■ **GIVEN TEXT**
Our problem can be formalized as follows.

Problem 1: Given a graph G, transform it into a semantically equivalent graph G'(V',E') where the following property holds: For all nodes u and v such that  $\mathrm{Class}(u)=\mathsf{A}$  and  $\mathrm{Class}(v)=\mathsf{L}$ , it is either always  $\mathrm{Ord}(u)<\mathrm{Ord}(v)$  or always  $\mathrm{Ord}(u)>\mathrm{Ord}(v)$ .

We call such a graph G' sorted. For instance, the motivational example of Fig. 1 is unsorted, whereas that of Fig. 27 is sorted and thus apt for implementation. The fact that a graph is sorted is sufficient, although not necessary, to be able to produce an optimal implementation with the use of compressor trees.

Since we have rewritten arithmetic operators like negation, subtraction, or multiplication using the rewriting rules of Table I, the only arithmetic operators in the transformed graph are additions. Hence, the aforementioned problem reduces to the following problem.

Problem 2: Given a graph G, transform it into a semantically equivalent graph G'(V', E') in which no two add nodes are separated by a single logic node or a sequence of logic nodes.

To solve Problem 2, we define some graph transformations which swap the order of addition node with other logic nodes. A general form of such transformation is shown in Fig. 6. We discuss these transformations in detail in the next section.

## C. Sorting Rules

Table II summarizes possible transformation rules to sort node couples and advance class L operations over additions.

As it can be observed, only in some cases that such swapping is possible. As shown in Fig. 7, the following can be observed.

■ **WORK TO COMPLETE**
- a) In the passage on sorting arithmetic graphs, what is the only kind of arithmetic operator left in the transformed graph?
- b) Write what comes next in the passage on sorting arithmetic graphs, picking up after its final sentence.

■ **GIVEN ENTRIES**
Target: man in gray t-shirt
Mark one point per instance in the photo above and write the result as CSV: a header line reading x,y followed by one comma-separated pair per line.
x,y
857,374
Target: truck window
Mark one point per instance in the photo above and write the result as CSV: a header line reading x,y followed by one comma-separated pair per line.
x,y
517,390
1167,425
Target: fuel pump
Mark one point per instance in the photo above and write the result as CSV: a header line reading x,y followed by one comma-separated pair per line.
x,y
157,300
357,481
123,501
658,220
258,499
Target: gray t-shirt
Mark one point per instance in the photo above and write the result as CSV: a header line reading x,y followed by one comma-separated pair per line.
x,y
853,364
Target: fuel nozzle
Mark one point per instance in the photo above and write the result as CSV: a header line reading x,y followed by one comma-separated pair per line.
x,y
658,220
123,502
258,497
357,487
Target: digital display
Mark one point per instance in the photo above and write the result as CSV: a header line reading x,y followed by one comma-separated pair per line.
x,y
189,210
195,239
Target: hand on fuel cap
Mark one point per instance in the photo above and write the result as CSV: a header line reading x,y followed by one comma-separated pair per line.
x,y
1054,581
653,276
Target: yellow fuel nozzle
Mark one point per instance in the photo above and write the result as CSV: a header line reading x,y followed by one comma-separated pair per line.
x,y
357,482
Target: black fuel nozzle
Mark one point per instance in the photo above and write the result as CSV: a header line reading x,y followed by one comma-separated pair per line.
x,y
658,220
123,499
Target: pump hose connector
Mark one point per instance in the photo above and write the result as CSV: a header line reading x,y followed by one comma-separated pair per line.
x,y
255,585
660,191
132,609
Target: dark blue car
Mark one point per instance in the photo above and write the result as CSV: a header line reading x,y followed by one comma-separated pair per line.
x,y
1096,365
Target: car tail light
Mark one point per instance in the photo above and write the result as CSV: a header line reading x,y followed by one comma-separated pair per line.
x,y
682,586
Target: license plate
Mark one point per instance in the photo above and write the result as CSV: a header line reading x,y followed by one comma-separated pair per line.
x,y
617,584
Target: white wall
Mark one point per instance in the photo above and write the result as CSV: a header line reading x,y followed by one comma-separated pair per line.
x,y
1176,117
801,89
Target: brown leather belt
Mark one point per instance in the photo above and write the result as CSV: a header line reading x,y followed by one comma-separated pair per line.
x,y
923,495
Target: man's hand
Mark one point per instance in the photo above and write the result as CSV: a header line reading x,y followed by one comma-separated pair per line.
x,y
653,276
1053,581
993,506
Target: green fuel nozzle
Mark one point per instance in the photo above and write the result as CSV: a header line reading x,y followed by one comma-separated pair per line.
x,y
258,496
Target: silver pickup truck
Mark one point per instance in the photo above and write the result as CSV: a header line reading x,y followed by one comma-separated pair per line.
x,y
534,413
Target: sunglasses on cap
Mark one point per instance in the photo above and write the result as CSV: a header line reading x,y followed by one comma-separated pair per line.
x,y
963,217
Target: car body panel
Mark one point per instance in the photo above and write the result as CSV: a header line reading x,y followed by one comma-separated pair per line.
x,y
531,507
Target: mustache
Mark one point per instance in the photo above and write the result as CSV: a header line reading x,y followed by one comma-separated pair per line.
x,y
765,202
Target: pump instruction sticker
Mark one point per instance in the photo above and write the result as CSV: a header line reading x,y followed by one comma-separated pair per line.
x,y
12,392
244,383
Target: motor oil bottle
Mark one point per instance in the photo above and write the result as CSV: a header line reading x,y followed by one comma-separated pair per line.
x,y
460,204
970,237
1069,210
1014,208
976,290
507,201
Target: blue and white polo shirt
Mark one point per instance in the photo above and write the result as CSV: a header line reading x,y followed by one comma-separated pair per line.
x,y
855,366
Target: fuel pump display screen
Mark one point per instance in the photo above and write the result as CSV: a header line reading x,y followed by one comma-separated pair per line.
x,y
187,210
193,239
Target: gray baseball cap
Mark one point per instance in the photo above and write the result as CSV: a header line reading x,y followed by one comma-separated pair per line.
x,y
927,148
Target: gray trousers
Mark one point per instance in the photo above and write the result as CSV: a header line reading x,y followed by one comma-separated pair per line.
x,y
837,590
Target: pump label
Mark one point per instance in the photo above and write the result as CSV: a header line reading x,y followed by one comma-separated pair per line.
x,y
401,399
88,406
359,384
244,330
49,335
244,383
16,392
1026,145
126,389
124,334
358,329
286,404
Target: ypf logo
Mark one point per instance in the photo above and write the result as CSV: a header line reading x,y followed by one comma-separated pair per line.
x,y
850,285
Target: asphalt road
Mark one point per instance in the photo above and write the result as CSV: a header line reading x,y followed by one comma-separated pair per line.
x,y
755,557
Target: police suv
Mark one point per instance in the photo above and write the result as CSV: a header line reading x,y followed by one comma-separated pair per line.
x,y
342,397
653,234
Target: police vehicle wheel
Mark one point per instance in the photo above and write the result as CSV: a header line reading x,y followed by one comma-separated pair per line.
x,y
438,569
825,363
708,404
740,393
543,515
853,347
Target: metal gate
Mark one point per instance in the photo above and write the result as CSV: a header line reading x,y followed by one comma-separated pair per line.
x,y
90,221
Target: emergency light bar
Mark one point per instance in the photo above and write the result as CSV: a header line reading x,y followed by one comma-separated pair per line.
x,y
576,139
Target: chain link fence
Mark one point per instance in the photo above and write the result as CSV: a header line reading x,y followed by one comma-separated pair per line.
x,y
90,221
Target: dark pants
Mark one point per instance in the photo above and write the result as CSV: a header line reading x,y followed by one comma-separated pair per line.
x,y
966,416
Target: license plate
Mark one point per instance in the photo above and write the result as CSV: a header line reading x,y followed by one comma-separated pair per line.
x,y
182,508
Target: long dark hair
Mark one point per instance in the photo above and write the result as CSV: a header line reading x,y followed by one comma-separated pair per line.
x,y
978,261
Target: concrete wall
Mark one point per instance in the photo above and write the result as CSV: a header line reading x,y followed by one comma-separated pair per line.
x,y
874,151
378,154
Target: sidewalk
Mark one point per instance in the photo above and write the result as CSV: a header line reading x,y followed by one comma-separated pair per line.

■ **RESPONSES**
- a) Additions are the only arithmetic operators left.

- b)
1) Bitwise negation (NOT) can be advanced over addition. Exchange of bitwise NOT with addition is based on the relation  $-A = \overline{A} + 1$  and yields

$$\overline{\left(\sum_{i=0}^{k-1} A_i\right)} = \sum_{i=0}^{k-1} \overline{A_i} + k - 1.$$

2) Similarly, effective left shifts (i.e., left shifts with positive shift count as well as right shifts with negative shift count) can be advanced over addition, since shifting to the left is equivalent to multiplying by an appropriate power of two; this sorting rule corresponds to an elementary application of the distributive property of multiplication over addition. Formally, we can write

$$\left(\sum_{i=0}^{k-1} A_i\right) \ll S = \sum_{i=0}^{k-1} (A_i \ll S).$$

 A similar but less elementary sorting rule consists in advancing a selector node (SEL) over addition; it is based on the existence of the identity element of addition

$$c? \sum_{i=0}^{n-1} A_i : B = \sum_{i=0, i \neq j}^{n-1} (c? A_i : 0) + c? A_j : B$$

where we indicate by c? a: b the value a if the value of Boolean c is true, and b otherwise. In the transformation, j can be arbitrarily chosen. Note, however, that if B is identical to one of the  $A_i$  (for example  $A_k$ ), then it is beneficial to choose j=k, since that leads to a degenerate selector node c? B: B; in all other cases, we assign j as 0.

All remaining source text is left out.